§ Detalles del ejercicio: Copia sin cambiar nada todo el material que va desde la línea que contiene "of the hazy" hasta la línea que contiene "Query: hazy sky", las dos incluidas.

○ ○ ○ ○ ○ ○ ○

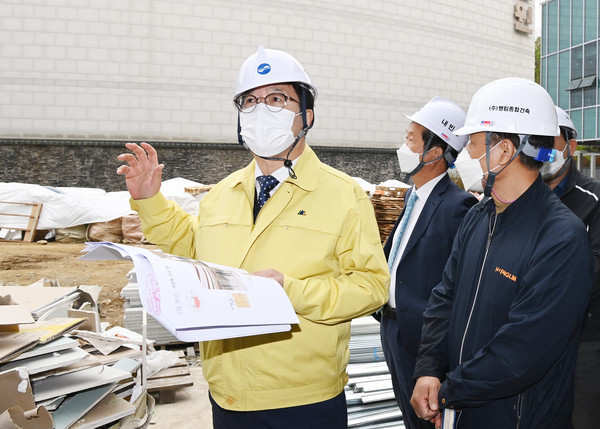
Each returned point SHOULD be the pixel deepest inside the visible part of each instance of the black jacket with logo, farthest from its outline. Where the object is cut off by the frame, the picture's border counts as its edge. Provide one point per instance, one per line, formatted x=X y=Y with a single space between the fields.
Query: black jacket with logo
x=582 y=198
x=501 y=329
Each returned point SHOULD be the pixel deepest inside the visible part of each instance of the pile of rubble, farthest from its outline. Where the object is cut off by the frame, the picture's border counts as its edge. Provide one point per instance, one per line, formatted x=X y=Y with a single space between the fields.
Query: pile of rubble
x=60 y=369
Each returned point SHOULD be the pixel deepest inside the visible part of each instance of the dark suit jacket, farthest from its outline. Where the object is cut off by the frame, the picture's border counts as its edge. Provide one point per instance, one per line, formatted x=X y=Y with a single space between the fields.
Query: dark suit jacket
x=425 y=256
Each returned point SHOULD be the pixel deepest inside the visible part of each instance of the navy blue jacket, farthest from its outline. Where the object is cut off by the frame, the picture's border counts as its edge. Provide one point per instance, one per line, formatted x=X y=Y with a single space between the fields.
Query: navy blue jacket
x=582 y=196
x=425 y=256
x=501 y=329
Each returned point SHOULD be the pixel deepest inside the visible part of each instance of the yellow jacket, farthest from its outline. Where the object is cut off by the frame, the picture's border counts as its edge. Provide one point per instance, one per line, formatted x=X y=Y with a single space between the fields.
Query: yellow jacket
x=319 y=230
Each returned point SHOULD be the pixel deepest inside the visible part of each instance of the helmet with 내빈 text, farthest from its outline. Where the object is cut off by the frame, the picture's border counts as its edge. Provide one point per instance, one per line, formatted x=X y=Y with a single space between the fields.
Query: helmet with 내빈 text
x=511 y=105
x=564 y=120
x=442 y=117
x=270 y=66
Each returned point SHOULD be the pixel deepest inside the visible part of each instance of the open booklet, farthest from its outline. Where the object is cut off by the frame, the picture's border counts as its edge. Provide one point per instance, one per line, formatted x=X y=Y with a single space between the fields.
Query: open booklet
x=200 y=301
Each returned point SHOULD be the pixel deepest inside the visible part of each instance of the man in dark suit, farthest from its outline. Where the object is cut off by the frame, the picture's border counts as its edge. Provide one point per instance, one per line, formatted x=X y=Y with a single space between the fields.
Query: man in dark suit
x=420 y=243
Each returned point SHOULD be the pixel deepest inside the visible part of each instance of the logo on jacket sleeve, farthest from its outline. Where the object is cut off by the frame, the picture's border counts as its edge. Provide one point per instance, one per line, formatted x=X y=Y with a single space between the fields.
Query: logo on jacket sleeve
x=506 y=274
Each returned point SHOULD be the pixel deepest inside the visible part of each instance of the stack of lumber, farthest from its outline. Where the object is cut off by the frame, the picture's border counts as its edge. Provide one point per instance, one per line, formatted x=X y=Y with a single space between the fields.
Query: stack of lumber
x=388 y=203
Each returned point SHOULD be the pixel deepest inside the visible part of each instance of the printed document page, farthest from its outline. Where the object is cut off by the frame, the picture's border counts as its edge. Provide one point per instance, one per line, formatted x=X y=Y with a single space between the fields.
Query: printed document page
x=199 y=301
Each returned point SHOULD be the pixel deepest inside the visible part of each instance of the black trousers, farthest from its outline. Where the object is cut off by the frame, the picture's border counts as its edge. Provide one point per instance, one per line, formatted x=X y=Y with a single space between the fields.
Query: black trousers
x=402 y=366
x=586 y=413
x=330 y=414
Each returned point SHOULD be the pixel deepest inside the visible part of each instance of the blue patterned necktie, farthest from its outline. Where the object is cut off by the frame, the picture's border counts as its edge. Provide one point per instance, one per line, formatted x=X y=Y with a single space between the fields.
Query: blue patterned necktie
x=401 y=228
x=267 y=184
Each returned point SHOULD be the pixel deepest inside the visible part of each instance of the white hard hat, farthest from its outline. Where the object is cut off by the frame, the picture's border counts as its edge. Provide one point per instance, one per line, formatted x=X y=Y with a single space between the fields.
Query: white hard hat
x=269 y=66
x=511 y=105
x=442 y=117
x=564 y=120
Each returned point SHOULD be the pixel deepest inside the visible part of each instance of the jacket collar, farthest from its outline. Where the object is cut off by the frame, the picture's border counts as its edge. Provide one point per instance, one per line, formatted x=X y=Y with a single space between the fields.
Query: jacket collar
x=307 y=171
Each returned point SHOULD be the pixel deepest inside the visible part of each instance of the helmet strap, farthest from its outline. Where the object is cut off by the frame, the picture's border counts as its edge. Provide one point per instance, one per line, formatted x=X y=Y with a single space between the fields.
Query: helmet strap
x=489 y=182
x=404 y=177
x=305 y=127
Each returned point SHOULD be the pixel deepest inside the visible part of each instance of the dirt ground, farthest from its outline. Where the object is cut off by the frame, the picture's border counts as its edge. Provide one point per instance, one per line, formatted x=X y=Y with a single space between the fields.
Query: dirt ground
x=25 y=263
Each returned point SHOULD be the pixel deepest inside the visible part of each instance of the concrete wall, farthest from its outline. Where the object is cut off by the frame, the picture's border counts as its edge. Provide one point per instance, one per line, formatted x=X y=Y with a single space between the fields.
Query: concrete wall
x=93 y=164
x=165 y=70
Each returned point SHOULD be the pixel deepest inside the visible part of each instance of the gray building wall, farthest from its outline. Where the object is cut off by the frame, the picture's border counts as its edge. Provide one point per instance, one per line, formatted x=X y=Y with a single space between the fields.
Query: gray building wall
x=93 y=164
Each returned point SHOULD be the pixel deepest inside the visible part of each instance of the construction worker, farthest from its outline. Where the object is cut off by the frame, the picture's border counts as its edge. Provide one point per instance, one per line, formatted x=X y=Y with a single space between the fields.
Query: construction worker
x=420 y=243
x=581 y=194
x=288 y=217
x=500 y=331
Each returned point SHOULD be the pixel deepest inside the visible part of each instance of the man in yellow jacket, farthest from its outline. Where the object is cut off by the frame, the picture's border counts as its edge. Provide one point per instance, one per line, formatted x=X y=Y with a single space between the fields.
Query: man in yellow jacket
x=285 y=216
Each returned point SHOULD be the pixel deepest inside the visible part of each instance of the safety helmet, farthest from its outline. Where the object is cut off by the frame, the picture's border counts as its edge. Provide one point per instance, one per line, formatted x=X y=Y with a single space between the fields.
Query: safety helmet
x=511 y=105
x=564 y=120
x=269 y=66
x=442 y=117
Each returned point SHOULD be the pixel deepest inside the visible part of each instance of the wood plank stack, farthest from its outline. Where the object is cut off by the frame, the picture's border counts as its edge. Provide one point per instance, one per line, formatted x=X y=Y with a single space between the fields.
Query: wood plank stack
x=388 y=203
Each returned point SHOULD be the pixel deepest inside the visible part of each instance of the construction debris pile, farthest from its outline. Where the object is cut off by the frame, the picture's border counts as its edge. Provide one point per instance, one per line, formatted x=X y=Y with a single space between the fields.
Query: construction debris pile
x=369 y=392
x=388 y=203
x=59 y=369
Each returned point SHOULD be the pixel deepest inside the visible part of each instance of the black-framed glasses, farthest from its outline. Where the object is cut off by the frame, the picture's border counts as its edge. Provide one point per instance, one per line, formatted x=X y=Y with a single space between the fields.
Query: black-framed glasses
x=275 y=102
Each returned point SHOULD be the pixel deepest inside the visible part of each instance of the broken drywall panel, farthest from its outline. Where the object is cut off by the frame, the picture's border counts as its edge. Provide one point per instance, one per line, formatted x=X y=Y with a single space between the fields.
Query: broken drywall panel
x=51 y=329
x=88 y=378
x=16 y=418
x=108 y=410
x=38 y=299
x=13 y=344
x=61 y=343
x=16 y=390
x=47 y=362
x=76 y=406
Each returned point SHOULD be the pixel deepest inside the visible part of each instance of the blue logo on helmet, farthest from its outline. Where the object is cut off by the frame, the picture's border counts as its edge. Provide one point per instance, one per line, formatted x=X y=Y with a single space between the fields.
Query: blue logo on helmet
x=264 y=68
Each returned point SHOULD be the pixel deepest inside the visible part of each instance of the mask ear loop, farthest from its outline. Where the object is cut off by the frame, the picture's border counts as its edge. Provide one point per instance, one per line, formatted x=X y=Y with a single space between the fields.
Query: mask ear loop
x=489 y=182
x=404 y=177
x=287 y=162
x=569 y=159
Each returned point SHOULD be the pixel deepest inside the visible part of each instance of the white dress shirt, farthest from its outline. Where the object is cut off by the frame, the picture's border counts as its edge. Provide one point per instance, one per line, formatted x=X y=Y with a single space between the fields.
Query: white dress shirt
x=422 y=193
x=281 y=174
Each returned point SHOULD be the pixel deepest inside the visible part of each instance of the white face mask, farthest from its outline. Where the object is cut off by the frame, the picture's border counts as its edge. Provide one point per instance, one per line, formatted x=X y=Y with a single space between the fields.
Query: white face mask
x=470 y=170
x=407 y=159
x=549 y=169
x=267 y=133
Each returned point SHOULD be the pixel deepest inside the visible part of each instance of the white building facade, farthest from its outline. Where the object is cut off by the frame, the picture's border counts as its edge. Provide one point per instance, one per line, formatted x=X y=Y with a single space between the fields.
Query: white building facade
x=165 y=70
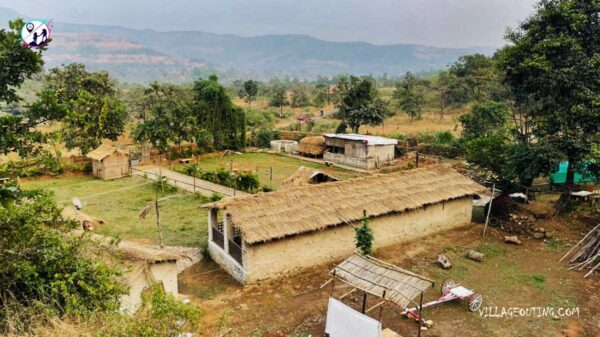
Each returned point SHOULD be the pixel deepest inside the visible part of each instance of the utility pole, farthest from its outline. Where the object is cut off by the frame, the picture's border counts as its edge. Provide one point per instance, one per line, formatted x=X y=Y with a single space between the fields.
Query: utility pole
x=160 y=236
x=487 y=218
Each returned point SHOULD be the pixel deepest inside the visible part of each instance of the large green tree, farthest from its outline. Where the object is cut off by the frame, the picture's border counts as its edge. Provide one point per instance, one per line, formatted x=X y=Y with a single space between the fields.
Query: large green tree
x=360 y=104
x=18 y=63
x=84 y=103
x=213 y=109
x=553 y=66
x=169 y=117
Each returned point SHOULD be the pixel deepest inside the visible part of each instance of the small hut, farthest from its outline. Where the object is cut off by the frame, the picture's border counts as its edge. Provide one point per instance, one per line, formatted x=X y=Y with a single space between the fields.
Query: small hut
x=109 y=162
x=305 y=176
x=142 y=267
x=312 y=146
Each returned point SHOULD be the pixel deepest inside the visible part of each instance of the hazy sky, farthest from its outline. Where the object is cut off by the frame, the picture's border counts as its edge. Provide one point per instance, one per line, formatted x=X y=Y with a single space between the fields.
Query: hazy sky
x=448 y=23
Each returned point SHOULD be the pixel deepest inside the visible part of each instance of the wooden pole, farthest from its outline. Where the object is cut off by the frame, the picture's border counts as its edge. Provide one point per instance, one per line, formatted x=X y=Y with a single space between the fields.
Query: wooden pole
x=420 y=314
x=364 y=302
x=487 y=218
x=160 y=236
x=417 y=159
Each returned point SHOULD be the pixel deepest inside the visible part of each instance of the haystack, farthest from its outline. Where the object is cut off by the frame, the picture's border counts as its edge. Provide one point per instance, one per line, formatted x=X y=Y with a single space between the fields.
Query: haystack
x=312 y=146
x=305 y=176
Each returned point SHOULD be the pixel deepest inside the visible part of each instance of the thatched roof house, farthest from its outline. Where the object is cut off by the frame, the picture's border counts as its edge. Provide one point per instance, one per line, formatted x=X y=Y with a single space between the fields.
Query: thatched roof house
x=305 y=176
x=142 y=265
x=312 y=146
x=109 y=162
x=284 y=230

○ ○ ○ ○ ○ ○ ○

§ Respuesta del ejercicio:
Each returned point SHOULD be the pixel deepest inside the visible part of each instance of the hazy sky, farthest from its outline. Where the object is cut off by the frame, the picture's border counts as its edge. Provide one point per instance, one per line, formatted x=X y=Y with a single space between the fields.
Query: hazy sky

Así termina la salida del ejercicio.